_What you are asked to do_
Write the entries below out again without a single difference.

_Records to process_
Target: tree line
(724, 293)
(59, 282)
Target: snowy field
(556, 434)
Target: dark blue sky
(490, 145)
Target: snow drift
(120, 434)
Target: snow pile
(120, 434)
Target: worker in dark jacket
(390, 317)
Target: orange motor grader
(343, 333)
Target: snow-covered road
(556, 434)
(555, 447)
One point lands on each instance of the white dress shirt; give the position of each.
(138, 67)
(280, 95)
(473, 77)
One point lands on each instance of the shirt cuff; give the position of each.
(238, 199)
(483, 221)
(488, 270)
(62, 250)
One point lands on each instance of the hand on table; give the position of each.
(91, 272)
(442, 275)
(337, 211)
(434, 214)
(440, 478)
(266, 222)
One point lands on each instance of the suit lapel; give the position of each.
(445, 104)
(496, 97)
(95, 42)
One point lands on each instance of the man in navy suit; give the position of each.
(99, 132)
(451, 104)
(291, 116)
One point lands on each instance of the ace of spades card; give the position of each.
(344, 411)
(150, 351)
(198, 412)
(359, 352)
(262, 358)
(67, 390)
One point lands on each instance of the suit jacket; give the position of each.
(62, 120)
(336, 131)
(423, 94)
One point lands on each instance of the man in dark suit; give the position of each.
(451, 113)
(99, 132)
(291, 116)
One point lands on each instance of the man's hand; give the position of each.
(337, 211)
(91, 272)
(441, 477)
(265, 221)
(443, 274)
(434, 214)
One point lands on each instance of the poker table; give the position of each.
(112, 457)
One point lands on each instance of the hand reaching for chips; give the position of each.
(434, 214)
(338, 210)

_Solution_
Target: tree line
(724, 293)
(59, 282)
Target: snowy field
(556, 434)
Target: dark blue sky
(490, 145)
Target: snow drift
(120, 434)
Target: snow pile
(120, 434)
Target: worker in dark jacket
(390, 317)
Target: orange motor grader
(343, 333)
Target: snow-covered road
(556, 434)
(555, 447)
One point lands on each instance of the white dress shirt; give the position of each.
(138, 67)
(280, 95)
(473, 77)
One point lands on each instance of the shirt cuff; give the position of each.
(238, 199)
(483, 221)
(488, 270)
(62, 250)
One point lands on each instance of the hand on table; give the position of each.
(91, 272)
(442, 275)
(337, 211)
(434, 214)
(440, 478)
(266, 222)
One point lands on each instance of the suit lapel; give the position of each.
(445, 104)
(496, 97)
(95, 42)
One point lands on each instance of the man in navy suit; give the position of each.
(99, 132)
(451, 104)
(291, 116)
One point lands on each instance of the ace of spades card; give the position of each.
(344, 411)
(150, 351)
(198, 412)
(359, 352)
(262, 358)
(67, 390)
One point lands on each instance of the suit jacket; give the position of each.
(62, 120)
(336, 131)
(423, 94)
One point lands on each instance of the man in dark suit; give the position of each.
(451, 113)
(99, 132)
(291, 116)
One point lands on each instance of the man's hand; give the position of each.
(337, 211)
(91, 272)
(441, 477)
(265, 221)
(443, 274)
(434, 214)
One point lands on each instance of the poker table; give the position of each.
(112, 457)
One point lands on each instance of the hand reaching for chips; give the position of each.
(434, 214)
(338, 210)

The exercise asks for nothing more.